Job A: In the temperature anomalies post, how many stations does the V3 data contain?

Selected text:

○ ○ ○

For the GHCN V1 and GHCN V3(uncorrected) datasets I wanted to use all stations so took a naive approach. I simply used monthly normals defined per grid cell rather than per station over the entire period.


Compare annual anomalies calculated per monthly grid cell. After 1900 the agreement of GHCN V3 with CRUTEM4 is good. The original GHCN1 data is shifted warmer than GHCN3 by up to 0.1C. This difference is real.

A novel approach to this problem was proposed first by Tamino, but then refined by RomanM and Nick Stokes. I will hopefully simplify their ideas without too much linear algebra. Corrections are welcome.

Each station is characterised by a fixed offset \mu_i  from the grid average. This remains constant in time because, for example,  it is due to its altitude. We can estimate \mu_i  by first calculating all the monthly average temperatures T_{av} for the particular grid cell in which it appears. Then by definition for any of the monthly averages

T_{av} = \frac{1}{N_{stations}} \sum{T_i - \mu_i}

so now in a second step, by averaging over all the ‘offsets’ for a given station we can estimate \mu_i .

\mu_i =\frac{1}{N_t}\sum_{time}{T_i -T_{av}}

So having found the set of all station ‘offsets’ in the database we can calculate temperature anomalies using all available stations in any month. I still think the anomalies  have to be normalised to some standard year, but at least the bias due to a changing set of stations will be reduced, especially in  the important early years.

P.S. I will try this out when time permits.


About Clive Best

PhD High Energy Physics Worked at CERN, Rutherford Lab, JET, JRC, OSVision
This entry was posted in AGW, Climate Change, climate science, Science and tagged . Bookmark the permalink.

13 Responses to Sampling biases in global temperature anomalies

  1. Euan Mearns says:

    Clive, your V3 uncorrected, is that the data Nick supplied, or have you downloaded from GHCN? And how many stations in the V1 data and in the V3 data?

    The cyclic nature pre-1980 looks very similar to the compilations of V2 records I’ve been making.

    Its the pre-1900 part that’s really interesting.

  2. Clive Best says:

    I downloaded V3 uncorrected direct from GHCN. There are 6039 stations in V1 and 7280 stations in V3. I haven’t looked in detail at the differences but the general impression is that the past has cooled a little with respect to V1. Both have been processed exactly the same way. Nick Stokes argues that my calculation of anomalies obscures partly the trend when there are few stations.

○ ○ ○

Extracted data:

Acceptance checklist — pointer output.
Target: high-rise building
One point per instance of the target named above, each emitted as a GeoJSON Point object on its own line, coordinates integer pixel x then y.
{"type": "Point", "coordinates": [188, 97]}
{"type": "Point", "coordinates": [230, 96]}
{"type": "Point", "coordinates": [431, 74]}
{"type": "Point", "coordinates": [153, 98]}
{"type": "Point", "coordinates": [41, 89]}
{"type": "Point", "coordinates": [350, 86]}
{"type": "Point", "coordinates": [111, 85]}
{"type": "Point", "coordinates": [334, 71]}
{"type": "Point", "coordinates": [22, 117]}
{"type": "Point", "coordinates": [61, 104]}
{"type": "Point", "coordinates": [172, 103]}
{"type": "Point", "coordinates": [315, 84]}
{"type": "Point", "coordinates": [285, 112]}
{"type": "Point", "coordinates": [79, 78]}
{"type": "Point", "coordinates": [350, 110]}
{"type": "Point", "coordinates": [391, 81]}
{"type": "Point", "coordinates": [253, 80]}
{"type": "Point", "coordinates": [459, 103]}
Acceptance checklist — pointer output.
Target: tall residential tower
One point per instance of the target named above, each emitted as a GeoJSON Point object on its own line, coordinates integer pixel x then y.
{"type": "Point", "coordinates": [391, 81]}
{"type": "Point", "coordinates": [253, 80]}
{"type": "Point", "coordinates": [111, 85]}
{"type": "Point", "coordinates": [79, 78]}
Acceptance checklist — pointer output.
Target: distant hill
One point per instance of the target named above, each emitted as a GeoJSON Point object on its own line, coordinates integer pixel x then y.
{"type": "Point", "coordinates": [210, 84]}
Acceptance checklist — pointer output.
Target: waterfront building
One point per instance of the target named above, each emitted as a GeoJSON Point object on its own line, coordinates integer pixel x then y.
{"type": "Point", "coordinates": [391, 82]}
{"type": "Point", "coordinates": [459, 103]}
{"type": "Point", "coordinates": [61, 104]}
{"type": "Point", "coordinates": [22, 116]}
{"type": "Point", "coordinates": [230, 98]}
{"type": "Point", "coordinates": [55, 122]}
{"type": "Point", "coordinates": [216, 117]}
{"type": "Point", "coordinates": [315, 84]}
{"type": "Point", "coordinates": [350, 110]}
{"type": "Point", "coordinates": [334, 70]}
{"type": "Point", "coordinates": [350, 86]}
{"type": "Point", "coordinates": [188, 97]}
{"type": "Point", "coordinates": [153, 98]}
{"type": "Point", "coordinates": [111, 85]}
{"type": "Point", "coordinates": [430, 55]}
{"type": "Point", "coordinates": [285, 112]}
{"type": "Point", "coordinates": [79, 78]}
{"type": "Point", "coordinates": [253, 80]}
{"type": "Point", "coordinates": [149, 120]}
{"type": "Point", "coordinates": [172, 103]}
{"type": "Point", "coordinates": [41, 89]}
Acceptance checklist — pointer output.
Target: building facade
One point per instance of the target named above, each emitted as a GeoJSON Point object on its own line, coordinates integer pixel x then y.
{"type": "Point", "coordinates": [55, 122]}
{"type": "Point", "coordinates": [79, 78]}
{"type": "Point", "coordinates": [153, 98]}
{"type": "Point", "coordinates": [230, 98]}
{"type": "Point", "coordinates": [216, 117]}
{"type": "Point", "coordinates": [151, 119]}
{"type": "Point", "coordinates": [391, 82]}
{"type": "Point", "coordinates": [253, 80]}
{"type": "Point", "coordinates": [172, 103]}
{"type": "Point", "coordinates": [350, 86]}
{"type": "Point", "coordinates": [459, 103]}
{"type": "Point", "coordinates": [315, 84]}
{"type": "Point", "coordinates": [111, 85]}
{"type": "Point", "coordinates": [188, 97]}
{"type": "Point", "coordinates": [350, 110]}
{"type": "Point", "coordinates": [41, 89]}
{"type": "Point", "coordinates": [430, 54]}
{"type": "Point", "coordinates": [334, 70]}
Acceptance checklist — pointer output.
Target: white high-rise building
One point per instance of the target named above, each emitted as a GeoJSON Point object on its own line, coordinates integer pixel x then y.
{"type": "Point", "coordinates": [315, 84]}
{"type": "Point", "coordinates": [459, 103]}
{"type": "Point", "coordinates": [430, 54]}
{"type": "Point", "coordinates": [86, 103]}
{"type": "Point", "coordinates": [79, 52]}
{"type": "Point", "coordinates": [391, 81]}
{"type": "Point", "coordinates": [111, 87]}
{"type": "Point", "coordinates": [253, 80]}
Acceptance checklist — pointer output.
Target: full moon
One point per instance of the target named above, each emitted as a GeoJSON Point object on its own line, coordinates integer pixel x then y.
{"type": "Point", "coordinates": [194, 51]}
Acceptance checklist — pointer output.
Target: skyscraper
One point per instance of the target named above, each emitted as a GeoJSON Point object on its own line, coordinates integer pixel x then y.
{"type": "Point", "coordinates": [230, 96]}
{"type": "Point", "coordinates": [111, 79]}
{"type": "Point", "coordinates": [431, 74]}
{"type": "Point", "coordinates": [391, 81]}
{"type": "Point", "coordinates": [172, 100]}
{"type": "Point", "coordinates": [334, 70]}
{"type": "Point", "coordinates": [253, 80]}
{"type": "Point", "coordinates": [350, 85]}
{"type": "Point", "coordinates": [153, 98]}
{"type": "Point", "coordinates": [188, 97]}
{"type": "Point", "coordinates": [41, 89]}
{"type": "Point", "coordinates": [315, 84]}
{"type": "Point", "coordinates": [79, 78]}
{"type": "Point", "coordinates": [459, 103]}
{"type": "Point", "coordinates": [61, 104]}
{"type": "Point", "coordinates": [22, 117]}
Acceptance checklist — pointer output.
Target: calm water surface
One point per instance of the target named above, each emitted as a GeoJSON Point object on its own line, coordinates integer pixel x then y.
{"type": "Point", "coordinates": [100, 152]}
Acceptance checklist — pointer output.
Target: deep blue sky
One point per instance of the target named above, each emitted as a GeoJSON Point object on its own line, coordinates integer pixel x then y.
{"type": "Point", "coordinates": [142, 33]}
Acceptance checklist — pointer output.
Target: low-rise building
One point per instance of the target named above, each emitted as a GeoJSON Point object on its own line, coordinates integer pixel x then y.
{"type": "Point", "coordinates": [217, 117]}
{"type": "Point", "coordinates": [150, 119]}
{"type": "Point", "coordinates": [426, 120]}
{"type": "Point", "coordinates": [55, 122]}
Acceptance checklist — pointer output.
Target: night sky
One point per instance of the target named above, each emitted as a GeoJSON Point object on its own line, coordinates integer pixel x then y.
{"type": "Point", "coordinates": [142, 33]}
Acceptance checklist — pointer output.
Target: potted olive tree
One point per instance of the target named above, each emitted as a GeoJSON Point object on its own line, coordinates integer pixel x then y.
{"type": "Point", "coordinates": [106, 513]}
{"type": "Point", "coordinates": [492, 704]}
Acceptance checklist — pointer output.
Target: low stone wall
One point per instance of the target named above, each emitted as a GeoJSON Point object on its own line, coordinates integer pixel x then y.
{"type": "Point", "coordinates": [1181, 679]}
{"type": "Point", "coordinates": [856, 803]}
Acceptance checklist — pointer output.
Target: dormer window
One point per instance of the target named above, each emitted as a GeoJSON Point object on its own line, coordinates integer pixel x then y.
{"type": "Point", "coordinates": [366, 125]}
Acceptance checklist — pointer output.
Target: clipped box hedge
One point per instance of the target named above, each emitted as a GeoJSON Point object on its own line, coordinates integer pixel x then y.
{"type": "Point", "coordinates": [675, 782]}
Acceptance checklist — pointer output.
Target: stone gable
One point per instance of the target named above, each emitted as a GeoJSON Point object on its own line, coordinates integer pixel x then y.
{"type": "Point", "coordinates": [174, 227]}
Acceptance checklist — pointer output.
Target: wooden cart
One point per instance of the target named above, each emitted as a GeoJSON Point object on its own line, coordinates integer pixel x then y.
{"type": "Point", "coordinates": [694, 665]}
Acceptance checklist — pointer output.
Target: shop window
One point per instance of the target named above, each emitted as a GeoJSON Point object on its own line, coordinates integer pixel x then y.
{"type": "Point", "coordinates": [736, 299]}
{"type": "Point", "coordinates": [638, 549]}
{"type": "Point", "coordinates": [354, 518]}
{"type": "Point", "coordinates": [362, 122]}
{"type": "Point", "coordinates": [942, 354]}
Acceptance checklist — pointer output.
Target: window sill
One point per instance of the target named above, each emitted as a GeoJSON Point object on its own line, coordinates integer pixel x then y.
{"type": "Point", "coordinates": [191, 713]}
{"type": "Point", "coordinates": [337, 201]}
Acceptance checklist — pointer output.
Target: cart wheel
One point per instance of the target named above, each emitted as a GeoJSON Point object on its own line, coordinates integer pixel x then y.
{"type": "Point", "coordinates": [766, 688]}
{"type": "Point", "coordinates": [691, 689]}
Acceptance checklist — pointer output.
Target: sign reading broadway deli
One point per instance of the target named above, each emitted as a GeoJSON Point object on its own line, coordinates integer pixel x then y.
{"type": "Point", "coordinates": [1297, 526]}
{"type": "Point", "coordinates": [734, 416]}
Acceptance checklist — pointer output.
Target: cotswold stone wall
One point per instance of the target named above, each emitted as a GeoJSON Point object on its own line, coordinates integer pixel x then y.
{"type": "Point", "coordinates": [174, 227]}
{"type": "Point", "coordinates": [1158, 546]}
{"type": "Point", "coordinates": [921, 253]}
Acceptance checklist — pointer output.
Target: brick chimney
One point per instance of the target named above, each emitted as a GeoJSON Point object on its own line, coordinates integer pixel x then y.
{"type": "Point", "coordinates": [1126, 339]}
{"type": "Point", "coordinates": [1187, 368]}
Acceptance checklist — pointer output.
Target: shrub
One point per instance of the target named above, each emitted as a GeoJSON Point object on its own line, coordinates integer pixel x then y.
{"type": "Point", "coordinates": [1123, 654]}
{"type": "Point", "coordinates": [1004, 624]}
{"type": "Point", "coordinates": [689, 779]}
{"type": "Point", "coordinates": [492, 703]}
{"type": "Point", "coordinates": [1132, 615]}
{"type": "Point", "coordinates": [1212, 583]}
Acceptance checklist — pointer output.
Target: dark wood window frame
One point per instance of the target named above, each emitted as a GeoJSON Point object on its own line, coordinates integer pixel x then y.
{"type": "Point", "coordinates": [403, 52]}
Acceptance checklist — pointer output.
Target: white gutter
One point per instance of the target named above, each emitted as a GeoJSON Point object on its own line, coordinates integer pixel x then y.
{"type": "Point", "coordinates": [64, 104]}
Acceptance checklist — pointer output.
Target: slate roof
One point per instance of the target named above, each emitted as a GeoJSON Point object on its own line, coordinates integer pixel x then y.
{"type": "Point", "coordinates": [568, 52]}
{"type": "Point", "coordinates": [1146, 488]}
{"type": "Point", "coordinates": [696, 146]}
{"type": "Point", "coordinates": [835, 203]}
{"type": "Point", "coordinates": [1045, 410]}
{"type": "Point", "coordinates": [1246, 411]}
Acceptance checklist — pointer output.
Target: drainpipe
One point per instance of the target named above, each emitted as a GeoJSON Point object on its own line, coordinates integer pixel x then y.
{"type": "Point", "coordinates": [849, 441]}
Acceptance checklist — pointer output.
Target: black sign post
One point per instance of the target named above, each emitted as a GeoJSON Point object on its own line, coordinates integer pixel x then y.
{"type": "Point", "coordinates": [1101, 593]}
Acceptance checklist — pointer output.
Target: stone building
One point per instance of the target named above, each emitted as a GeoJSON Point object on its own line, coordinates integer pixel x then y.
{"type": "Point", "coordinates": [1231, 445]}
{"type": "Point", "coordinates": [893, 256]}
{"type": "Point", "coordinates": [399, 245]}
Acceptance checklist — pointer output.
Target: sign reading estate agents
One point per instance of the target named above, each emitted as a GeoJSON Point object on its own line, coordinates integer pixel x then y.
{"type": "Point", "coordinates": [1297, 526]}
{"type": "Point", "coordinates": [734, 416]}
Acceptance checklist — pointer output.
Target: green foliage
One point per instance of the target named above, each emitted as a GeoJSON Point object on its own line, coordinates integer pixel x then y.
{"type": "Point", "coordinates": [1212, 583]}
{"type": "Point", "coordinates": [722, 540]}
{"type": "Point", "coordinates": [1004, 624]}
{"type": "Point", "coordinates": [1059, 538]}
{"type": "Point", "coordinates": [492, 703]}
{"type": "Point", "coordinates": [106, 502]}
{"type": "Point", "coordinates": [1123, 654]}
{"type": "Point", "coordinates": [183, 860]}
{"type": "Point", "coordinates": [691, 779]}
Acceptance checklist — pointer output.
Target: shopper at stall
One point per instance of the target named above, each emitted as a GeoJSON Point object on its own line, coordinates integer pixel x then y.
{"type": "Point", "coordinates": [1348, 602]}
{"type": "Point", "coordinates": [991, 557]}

○ ○ ○

Job B: Please report how many lines of the records contain the string "building", treating case as significant. Give only the number.

Written reply A: The V3 data contains 7280 stations.

Written reply B: 6